[Text shown]
Just MHO, nothing more ... ;) 

 

So the DAC stuff was crystal clear but aside from the technological limits of the time, why was 90 SNR the goal back then?  I assume simply because it was better than the turtables you mentioned lol, seems like something a free enterprise company would market.

 

Now for sound card, "...sound card, but it will always be hampered by living in the PC environment and using the PC's power supply;;;" I've heard PC PSU's affect sound, and I've heard of EMI.  could you give me a better meaning for all that?

 

Lastly, Amp stuff, I understand Amps Drive headphones but is there a beginner friendly place to learn about amplifiers?  most of what you wrote went over my head.

 

1. Yes, 90dB was first achieved with CD technology.  That was the yardstick, not the turntable S/N.  If you got -60dB noise from a turntable, you were doing great.  BTW, that still does not approach the capability of the vinyl pressing master, which could go down to seismic frequencies and well beyond 20Khz - my memory says 35kHz, but I may be mistaken.  The point is, that vinyl mastering was superior to CD quality in terms of frequency response.  Whether a turntable could reproduce that is a different story, but there were always top-echelon audiophile who could get close.  It's one of the reasons that some people objected to the CD sampling frequency, then and now.  But I digress ...

 

2. No matter what a sound card does, no matter how sophisticated the circuit, it still uses the PC's power supply as its foundation.  EMI is an issue, but you may have noticed that better sound cards have metal cases that shield the majority of the PCB components on the sound card.  It's like a Band-Aid - it covers the wound, but it doesn't address the cause.  In the case of the power supply, things are limited unless the sound card replicates its own power supply.  AFAIK, there is no sound card that has a separate power supply that plugs into the wall socket.  That's what would be required to start at the same basis as a piece of quality audio equipment.  A linear-regulated power supply is best for audiophile quality, but those type of power supplies are 1. big, 2, produce a lot of heat, and 3. are more expensive because of the physical requirements (larger transformers, bigger heat sinks, etc.).  So the choice in PC's (like everything else these days) is to use a switching power supply.  Unfortunately, that's not the best choice for audiophile quality.  Under almost every scenario, a switching power supply is much noisier in the audio spectrum and it hampers ultimate performance.

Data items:
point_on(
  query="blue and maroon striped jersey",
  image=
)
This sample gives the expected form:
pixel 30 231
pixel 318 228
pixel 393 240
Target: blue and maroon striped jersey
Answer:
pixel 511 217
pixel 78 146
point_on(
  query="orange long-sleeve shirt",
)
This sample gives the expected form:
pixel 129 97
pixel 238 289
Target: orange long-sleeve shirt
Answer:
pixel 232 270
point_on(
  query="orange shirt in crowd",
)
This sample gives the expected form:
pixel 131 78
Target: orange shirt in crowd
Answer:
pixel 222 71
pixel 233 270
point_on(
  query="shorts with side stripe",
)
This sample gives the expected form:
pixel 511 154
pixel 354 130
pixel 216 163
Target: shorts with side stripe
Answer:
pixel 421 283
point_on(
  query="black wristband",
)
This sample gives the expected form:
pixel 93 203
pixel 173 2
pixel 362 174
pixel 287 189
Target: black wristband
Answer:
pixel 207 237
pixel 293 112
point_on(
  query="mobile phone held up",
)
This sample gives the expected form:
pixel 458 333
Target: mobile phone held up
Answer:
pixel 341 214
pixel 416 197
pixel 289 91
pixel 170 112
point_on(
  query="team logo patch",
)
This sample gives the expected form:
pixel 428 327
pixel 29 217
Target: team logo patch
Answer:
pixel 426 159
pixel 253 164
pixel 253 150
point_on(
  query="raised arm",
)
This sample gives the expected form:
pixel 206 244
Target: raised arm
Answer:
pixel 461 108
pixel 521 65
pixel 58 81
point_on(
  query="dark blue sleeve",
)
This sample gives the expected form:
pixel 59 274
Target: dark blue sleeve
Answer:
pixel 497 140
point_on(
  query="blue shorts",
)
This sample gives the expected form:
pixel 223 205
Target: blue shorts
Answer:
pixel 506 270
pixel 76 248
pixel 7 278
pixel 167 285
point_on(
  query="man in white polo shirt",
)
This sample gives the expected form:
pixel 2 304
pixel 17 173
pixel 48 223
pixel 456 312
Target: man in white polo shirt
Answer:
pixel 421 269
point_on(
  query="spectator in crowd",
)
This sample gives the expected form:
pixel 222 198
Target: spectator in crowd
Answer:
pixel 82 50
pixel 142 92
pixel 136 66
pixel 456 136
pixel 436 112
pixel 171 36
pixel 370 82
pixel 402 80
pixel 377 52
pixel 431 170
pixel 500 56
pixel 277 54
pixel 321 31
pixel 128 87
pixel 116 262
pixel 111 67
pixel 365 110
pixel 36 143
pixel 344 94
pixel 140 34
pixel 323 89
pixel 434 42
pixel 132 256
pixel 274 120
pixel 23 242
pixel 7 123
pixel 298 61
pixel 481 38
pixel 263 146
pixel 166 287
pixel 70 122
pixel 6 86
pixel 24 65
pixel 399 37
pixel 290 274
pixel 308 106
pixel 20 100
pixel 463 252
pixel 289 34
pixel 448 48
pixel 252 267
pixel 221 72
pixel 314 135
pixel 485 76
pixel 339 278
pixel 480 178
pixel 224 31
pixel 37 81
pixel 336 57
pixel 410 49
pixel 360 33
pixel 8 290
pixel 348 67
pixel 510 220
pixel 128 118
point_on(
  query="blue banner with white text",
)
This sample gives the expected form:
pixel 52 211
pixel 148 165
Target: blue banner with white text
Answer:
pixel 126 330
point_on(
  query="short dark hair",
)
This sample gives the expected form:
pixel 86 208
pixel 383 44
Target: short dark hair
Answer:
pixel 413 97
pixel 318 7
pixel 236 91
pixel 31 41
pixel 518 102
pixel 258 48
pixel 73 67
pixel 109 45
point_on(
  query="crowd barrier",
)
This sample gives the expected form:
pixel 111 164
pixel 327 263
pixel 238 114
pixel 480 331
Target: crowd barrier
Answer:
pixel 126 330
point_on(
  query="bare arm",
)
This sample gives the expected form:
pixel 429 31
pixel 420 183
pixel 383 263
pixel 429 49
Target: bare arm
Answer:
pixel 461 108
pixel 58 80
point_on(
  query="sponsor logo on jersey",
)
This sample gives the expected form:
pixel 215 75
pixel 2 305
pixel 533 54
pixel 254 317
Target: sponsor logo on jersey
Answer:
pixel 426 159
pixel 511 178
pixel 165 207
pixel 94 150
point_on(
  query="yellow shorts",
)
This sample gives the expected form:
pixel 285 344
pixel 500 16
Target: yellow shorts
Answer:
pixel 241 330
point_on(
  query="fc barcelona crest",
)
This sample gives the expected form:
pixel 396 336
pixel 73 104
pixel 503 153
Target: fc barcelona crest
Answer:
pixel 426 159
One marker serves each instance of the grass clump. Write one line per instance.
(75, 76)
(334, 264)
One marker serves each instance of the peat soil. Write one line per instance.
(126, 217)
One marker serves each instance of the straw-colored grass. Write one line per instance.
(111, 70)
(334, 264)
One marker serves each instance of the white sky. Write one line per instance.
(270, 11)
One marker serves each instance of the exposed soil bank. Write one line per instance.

[Exercise set]
A) Condense the paragraph of the audio post that opens with "1. Yes, 90dB was first achieved" into a short bulleted list that keeps its main facts.
B) Please set down the passage of the audio post word for word, beginning at the words "So the DAC stuff" and stopping after the words "over my head.".
The listing comes from a separate source.

[Responses by task]
A)
- A 90dB S/N was first reached with CD technology, and that was the benchmark rather than turntable S/N.
- Getting -60dB of noise from a turntable was a great result.
- A vinyl pressing master could reach down to seismic frequencies and well beyond 20kHz, so vinyl mastering beat CD quality in frequency response.
- Whether a turntable could reproduce that is another matter, though top-echelon audiophiles could get close.
- This is one reason some people objected to the CD sampling frequency, then and now.

B)
So the DAC stuff was crystal clear but aside from the technological limits of the time, why was 90 SNR the goal back then?  I assume simply because it was better than the turtables you mentioned lol, seems like something a free enterprise company would market.

 

Now for sound card, "...sound card, but it will always be hampered by living in the PC environment and using the PC's power supply;;;" I've heard PC PSU's affect sound, and I've heard of EMI.  could you give me a better meaning for all that?

 

Lastly, Amp stuff, I understand Amps Drive headphones but is there a beginner friendly place to learn about amplifiers?  most of what you wrote went over my head.